>>>

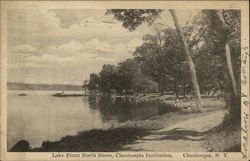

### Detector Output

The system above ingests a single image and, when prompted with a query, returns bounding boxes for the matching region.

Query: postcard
[0,0,249,161]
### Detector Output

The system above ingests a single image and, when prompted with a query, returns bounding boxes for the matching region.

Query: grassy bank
[10,128,148,152]
[33,127,148,152]
[202,117,241,152]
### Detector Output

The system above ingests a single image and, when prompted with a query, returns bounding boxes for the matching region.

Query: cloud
[7,9,199,84]
[10,44,37,53]
[8,37,142,71]
[8,9,152,48]
[45,40,85,57]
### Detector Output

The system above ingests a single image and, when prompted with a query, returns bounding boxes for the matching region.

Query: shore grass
[31,127,148,152]
[203,124,240,152]
[202,115,241,152]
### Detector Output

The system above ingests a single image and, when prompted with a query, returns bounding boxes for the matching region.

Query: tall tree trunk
[169,9,203,112]
[217,10,238,97]
[216,10,240,120]
[220,55,232,107]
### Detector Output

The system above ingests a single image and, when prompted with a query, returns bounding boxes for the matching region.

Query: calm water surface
[7,90,173,149]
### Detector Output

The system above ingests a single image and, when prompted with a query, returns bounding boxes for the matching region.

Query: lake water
[7,90,174,150]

<<<

Instructions to follow = This exercise calls for the complete listing, returned exactly and without images.

Worked solution =
### Detector Output

The system above ingests a single image and, when prompted with a query, returns bounding boxes for the matching region.

Query: postcard
[0,0,249,161]
### Detector Output

The system above ingests a single image and, when prompted with a query, returns bounding boxes for the matching region.

Query: grassy bank
[10,128,148,152]
[33,127,148,152]
[202,117,241,152]
### Detector Output

The system above ingests a single image and, when prompted with a query, returns bounding boxes for the matching region.

Query: cloud
[7,9,199,84]
[10,44,37,53]
[8,37,142,71]
[8,9,152,48]
[45,40,85,57]
### Detector Output

The system above ingests a single image and, when prompted with a query, returns bounding boxes for the matching region.

Query: shore grass
[31,127,148,152]
[203,124,240,152]
[202,115,241,152]
### Detector Output

The system above ingests a single image and, when prompted with a query, returns bounding boxes for the matching region.

Query: tall tree trunk
[169,9,203,112]
[217,10,238,97]
[216,10,240,120]
[220,55,232,107]
### Detector Output

The system above ingests a single image and, when prompted with a query, returns bounding boxes for the matching region.

Query: calm water surface
[7,90,173,149]
### Detector Output

The system above ingests a single image and, when prompted with a query, returns bounding boxes for the matching region.

Query: lake water
[7,90,174,150]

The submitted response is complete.